— start of Supplied entries —

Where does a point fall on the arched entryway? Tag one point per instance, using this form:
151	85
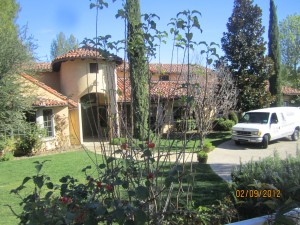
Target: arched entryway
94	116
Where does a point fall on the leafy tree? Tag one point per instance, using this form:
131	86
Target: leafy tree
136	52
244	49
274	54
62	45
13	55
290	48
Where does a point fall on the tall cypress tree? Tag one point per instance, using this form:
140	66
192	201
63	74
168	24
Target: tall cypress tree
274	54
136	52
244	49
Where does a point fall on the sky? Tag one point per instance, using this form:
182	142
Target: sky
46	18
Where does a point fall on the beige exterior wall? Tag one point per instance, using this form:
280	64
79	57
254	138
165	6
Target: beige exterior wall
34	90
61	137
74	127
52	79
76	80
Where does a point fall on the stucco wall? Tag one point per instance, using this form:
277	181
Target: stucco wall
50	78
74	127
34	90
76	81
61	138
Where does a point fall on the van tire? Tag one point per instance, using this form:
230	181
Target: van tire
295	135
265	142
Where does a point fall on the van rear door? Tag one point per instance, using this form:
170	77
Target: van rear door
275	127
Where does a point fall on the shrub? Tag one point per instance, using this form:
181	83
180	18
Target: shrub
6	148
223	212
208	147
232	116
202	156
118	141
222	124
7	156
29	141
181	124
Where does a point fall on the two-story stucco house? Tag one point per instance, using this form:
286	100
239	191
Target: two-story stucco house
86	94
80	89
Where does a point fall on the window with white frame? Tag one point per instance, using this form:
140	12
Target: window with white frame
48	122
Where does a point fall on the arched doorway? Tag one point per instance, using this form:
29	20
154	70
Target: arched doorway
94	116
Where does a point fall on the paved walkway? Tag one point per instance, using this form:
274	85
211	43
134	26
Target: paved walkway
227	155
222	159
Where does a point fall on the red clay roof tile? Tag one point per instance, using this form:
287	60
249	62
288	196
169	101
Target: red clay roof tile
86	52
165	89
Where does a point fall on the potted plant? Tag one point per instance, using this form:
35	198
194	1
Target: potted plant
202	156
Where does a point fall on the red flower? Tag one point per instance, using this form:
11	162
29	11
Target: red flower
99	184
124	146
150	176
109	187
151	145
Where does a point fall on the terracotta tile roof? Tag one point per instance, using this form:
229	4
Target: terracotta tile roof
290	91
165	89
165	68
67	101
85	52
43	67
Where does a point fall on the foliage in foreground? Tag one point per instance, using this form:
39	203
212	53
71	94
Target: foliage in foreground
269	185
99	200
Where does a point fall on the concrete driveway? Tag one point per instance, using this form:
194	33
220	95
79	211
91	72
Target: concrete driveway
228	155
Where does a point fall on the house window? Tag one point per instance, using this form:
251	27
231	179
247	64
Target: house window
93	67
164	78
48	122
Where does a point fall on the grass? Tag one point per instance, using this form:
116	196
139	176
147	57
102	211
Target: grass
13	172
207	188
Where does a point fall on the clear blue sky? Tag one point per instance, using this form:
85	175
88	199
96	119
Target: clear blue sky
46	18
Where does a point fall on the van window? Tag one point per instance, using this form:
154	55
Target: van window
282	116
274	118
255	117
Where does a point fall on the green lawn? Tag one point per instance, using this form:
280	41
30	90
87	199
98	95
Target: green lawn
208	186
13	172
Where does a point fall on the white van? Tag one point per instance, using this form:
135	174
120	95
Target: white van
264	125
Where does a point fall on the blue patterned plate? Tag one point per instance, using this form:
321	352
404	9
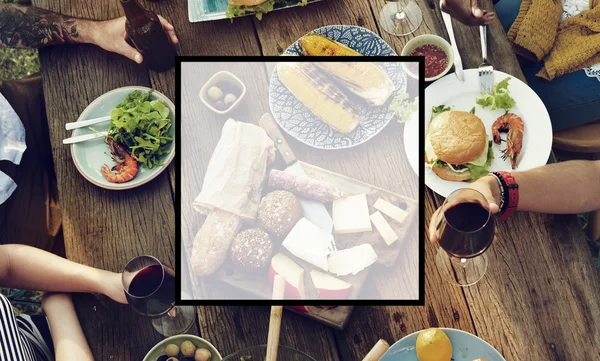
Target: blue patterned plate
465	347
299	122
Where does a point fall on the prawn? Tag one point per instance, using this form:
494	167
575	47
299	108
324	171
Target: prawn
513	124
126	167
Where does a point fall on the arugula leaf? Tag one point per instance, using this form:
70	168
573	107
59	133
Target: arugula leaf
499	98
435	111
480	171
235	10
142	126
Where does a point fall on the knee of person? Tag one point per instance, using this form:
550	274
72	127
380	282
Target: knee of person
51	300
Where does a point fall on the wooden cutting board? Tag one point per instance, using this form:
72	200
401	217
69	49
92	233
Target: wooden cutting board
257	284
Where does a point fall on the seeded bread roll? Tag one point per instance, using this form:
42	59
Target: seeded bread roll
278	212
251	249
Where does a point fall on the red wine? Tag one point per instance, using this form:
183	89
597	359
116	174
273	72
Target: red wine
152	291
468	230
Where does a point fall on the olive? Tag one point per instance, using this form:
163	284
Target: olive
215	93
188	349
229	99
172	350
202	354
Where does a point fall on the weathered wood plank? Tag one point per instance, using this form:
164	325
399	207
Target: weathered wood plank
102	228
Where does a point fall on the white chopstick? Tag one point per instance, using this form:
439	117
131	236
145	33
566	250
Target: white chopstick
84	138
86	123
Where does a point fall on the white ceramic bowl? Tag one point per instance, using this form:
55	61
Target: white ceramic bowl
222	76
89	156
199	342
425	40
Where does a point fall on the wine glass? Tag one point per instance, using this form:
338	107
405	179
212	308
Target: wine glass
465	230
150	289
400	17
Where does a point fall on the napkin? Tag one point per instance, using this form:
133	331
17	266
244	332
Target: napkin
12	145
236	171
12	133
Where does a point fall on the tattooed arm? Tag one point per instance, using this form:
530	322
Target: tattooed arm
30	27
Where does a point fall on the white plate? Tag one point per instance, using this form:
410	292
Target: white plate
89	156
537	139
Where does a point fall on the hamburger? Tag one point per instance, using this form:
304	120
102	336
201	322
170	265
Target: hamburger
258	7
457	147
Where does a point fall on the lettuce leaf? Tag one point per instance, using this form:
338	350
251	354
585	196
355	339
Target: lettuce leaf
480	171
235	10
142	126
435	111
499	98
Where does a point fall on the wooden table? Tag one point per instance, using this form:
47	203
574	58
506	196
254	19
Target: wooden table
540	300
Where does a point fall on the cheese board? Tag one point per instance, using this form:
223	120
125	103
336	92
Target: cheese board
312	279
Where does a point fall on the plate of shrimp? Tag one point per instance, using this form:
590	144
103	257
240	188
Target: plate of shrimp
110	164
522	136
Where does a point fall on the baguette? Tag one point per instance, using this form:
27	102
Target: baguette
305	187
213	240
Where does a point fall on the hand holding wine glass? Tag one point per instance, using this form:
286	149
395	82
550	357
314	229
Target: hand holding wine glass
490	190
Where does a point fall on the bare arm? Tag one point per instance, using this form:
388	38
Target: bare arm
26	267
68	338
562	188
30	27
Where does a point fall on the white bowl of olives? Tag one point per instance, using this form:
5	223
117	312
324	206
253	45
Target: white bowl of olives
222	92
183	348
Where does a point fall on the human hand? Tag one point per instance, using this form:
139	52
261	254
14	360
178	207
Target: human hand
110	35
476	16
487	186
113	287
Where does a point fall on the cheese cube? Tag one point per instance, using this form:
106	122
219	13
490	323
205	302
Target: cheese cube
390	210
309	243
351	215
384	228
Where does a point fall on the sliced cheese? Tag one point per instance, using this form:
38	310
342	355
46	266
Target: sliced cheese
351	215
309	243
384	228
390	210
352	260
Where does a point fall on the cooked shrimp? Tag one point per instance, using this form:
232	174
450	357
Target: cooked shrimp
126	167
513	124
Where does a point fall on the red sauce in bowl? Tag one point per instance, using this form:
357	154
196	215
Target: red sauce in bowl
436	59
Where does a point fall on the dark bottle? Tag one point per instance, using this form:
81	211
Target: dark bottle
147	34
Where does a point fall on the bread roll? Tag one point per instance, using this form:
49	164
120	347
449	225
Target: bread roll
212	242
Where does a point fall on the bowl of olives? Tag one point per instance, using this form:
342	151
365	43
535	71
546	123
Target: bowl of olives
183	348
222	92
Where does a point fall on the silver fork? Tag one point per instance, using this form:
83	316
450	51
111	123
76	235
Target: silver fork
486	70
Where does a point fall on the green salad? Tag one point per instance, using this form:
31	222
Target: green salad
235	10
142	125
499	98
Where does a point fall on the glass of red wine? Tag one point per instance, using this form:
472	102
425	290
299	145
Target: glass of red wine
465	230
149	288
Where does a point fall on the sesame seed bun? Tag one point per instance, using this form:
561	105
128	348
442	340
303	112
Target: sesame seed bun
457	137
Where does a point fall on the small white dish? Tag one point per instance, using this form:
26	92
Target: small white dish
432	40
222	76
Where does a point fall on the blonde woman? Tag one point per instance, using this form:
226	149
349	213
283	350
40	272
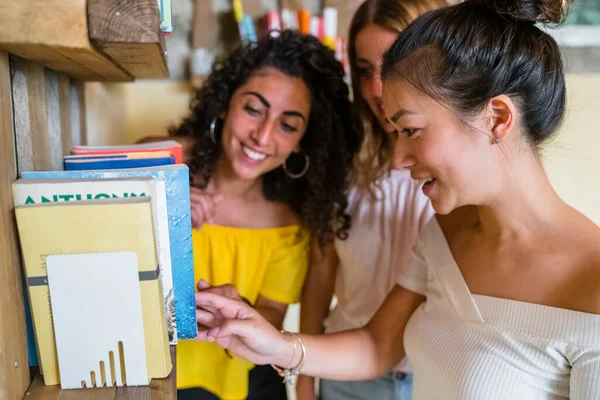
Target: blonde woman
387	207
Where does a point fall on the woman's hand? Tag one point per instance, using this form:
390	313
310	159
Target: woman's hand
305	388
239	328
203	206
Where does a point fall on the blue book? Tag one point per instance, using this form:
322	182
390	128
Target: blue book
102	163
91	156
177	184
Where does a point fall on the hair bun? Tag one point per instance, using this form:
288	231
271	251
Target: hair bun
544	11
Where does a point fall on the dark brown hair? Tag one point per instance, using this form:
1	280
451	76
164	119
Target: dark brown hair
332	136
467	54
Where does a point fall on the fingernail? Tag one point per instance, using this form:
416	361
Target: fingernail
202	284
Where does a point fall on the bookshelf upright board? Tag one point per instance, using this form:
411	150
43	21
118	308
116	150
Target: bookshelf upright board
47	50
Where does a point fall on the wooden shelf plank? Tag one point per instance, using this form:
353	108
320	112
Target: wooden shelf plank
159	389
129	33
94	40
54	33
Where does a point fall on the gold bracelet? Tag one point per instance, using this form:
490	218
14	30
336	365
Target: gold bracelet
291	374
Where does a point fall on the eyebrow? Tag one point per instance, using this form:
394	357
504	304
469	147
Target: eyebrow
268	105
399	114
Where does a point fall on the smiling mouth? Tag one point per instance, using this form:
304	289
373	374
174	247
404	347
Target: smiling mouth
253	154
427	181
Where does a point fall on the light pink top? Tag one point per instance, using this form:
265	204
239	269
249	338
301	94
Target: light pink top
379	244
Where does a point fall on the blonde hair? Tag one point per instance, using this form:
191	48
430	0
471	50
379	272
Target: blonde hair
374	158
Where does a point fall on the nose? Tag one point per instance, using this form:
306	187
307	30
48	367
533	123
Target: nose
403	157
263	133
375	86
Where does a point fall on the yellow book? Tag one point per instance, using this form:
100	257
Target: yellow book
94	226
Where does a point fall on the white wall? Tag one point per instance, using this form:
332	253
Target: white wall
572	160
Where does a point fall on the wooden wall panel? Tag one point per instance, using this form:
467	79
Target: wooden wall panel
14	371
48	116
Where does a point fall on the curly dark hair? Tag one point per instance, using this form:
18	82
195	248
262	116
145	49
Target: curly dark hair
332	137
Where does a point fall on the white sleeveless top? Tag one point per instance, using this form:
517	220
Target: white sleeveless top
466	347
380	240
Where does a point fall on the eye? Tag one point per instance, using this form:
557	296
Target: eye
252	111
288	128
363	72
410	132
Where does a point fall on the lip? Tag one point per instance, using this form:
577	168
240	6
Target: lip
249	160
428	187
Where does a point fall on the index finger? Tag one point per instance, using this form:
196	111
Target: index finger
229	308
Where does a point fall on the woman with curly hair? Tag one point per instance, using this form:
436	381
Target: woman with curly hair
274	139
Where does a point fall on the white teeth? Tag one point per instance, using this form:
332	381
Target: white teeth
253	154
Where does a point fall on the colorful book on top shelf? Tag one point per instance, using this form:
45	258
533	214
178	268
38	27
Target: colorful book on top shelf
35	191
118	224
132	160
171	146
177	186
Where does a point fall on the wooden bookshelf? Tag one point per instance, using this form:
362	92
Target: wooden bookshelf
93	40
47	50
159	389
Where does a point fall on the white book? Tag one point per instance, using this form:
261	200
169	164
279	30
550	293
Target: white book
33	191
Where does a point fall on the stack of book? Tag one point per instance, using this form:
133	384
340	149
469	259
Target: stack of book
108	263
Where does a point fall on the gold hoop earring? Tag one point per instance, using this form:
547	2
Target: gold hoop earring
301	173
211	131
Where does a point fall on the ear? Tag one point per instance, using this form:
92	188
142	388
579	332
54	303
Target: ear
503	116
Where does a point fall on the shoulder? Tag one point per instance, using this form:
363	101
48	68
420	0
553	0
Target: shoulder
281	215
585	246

— end of Supplied entries —

Task directions –
Only the lines from the one containing "Where does a point fall on the wooden bookshelf?" to the end of the listing belong in the output, each reproduced exactly.

The output –
Where does a point fall on the wooden bookshelf? Tag one point per instance, using this form:
362	92
Target: wooden bookshelf
93	40
47	50
159	389
Where does a point fall on the white book? Tag one point per instance, using this form:
261	200
169	164
279	30
550	293
Target: white book
33	191
Where does a point fall on the stack of book? Tag one point per instance, using this form:
133	384
340	149
469	259
Target: stack of book
108	263
Where does a point fall on the gold hoop earring? Tag one point per instance, using this form:
547	2
Target: gold hoop earring
301	173
211	131
Where does a point fall on the ear? Tag one point per instance, using this form:
92	188
142	388
579	332
54	303
Target: ear
503	116
Where does a point fall on the shoulder? Tag one point per instance, using this form:
363	101
48	68
420	0
553	0
Target: shoulder
281	215
585	246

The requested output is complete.